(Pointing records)
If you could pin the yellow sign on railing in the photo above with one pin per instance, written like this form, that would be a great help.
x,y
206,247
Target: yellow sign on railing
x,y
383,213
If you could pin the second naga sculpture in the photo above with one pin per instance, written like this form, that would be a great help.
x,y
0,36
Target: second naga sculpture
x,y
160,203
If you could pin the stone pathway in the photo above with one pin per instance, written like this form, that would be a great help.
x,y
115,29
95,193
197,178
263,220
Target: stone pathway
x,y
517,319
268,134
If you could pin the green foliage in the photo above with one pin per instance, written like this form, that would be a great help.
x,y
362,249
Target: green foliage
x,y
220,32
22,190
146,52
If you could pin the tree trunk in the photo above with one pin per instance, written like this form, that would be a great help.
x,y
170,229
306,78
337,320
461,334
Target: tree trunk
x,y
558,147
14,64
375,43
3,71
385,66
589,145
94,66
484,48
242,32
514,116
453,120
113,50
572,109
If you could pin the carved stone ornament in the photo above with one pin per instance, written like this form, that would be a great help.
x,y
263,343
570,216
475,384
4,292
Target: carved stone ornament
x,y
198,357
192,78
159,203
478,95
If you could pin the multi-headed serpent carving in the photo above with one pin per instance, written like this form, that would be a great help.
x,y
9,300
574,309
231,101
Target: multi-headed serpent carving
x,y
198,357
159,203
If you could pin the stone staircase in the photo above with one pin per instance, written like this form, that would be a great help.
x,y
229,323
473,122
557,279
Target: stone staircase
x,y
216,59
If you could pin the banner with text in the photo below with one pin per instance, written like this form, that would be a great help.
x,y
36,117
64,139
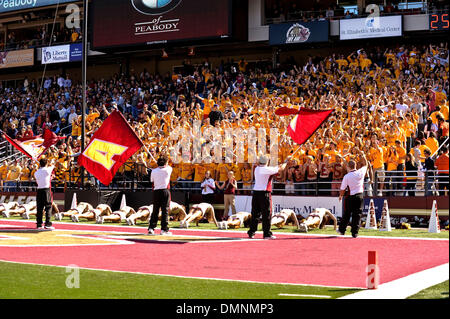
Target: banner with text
x,y
370,27
302,206
62,53
298,32
16,5
13,59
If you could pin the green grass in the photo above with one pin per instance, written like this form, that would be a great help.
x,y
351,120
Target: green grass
x,y
329,230
439,291
24,281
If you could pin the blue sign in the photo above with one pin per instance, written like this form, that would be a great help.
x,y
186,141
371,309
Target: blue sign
x,y
378,203
15,5
76,52
299,32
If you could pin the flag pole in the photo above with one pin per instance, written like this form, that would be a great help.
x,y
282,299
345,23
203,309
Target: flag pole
x,y
84,71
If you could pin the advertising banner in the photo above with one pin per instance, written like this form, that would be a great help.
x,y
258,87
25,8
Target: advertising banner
x,y
62,53
13,59
298,32
370,27
15,5
144,22
76,52
302,206
56,54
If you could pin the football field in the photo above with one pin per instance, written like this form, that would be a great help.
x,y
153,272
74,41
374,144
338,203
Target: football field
x,y
91,261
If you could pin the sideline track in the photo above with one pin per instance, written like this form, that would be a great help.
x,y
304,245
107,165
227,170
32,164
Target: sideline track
x,y
297,259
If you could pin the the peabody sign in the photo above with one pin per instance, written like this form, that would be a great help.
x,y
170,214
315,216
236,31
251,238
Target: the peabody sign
x,y
157,25
297,34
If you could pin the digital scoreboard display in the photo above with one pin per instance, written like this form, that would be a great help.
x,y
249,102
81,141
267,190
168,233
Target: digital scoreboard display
x,y
118,23
439,21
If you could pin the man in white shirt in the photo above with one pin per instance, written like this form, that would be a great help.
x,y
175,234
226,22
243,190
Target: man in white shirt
x,y
160,177
353,205
72,116
44,198
208,187
262,197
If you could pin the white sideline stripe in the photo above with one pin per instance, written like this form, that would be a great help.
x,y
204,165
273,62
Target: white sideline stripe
x,y
228,231
407,286
185,277
312,296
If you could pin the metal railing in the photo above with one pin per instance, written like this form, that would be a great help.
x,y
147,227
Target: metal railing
x,y
423,183
394,183
340,13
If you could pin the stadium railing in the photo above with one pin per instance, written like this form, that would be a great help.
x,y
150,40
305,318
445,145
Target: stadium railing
x,y
425,183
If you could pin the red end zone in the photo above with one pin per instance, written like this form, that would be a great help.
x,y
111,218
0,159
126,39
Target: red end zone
x,y
293,259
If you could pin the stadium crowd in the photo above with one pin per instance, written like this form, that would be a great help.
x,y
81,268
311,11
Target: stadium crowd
x,y
390,103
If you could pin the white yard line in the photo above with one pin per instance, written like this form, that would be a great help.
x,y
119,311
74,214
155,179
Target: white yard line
x,y
306,296
55,223
407,286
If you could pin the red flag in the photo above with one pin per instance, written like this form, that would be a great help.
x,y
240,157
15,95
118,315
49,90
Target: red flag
x,y
305,123
110,147
50,138
36,146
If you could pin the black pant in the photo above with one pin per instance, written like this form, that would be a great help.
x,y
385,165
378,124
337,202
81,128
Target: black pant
x,y
353,208
43,202
161,200
208,198
261,206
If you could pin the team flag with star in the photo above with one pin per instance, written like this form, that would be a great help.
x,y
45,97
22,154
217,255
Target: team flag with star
x,y
34,147
305,122
109,148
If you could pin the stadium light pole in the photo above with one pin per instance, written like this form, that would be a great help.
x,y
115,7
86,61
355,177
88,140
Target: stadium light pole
x,y
84,71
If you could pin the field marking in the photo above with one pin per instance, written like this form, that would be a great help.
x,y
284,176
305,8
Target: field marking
x,y
188,277
307,296
406,286
229,231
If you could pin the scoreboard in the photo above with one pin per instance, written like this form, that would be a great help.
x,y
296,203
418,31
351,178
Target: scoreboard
x,y
439,21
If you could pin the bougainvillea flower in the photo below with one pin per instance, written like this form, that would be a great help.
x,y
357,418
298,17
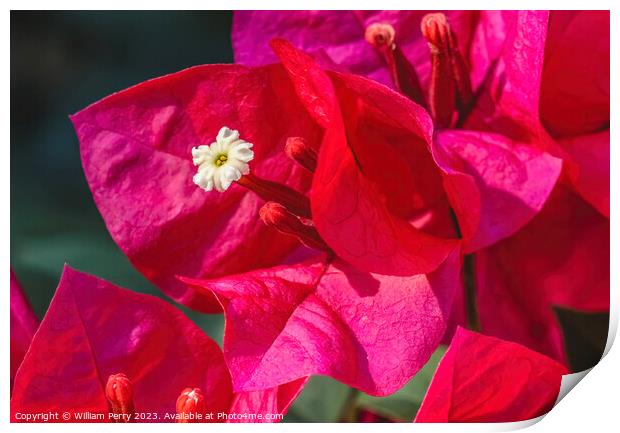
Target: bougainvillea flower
x,y
560,259
136,149
485,379
370,331
495,185
341,39
108,351
551,84
23,325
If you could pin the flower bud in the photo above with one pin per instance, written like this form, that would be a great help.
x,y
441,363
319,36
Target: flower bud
x,y
380,35
436,30
275,215
300,151
190,402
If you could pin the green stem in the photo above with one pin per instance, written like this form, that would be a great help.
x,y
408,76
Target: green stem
x,y
349,408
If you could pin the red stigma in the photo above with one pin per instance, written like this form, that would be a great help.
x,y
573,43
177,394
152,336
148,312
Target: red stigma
x,y
380,35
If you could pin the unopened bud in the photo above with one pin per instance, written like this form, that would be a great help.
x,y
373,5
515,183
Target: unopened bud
x,y
436,30
275,215
404,76
294,201
190,403
119,392
380,35
300,151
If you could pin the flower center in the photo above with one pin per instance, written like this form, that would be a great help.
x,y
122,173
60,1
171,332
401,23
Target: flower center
x,y
222,162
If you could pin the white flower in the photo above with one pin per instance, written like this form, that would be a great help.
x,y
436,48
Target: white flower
x,y
222,162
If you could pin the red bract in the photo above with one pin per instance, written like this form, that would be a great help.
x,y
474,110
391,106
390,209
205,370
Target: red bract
x,y
338,38
136,151
150,352
382,189
560,259
371,331
23,325
553,78
484,379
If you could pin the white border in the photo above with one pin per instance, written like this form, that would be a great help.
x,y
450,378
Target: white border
x,y
592,406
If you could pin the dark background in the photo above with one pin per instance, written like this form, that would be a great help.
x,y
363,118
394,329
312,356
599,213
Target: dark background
x,y
63,61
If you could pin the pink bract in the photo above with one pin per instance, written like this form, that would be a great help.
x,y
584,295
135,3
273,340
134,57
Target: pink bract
x,y
94,329
485,379
136,152
560,259
370,331
336,38
550,86
23,325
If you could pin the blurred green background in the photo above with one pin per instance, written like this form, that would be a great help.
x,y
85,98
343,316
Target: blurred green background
x,y
63,61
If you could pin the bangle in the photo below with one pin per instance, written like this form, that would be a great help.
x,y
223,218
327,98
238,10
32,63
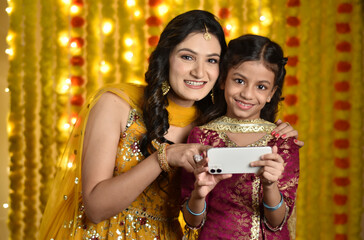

#### Given problem
Find every line in the data above that contains the string "carved" and copy each of those lines out in full.

#### Solution for this task
If you could pin the carved stone ornament in the photo above with one pin per instance, written like this form, that would be a great help.
Target: carved stone ornament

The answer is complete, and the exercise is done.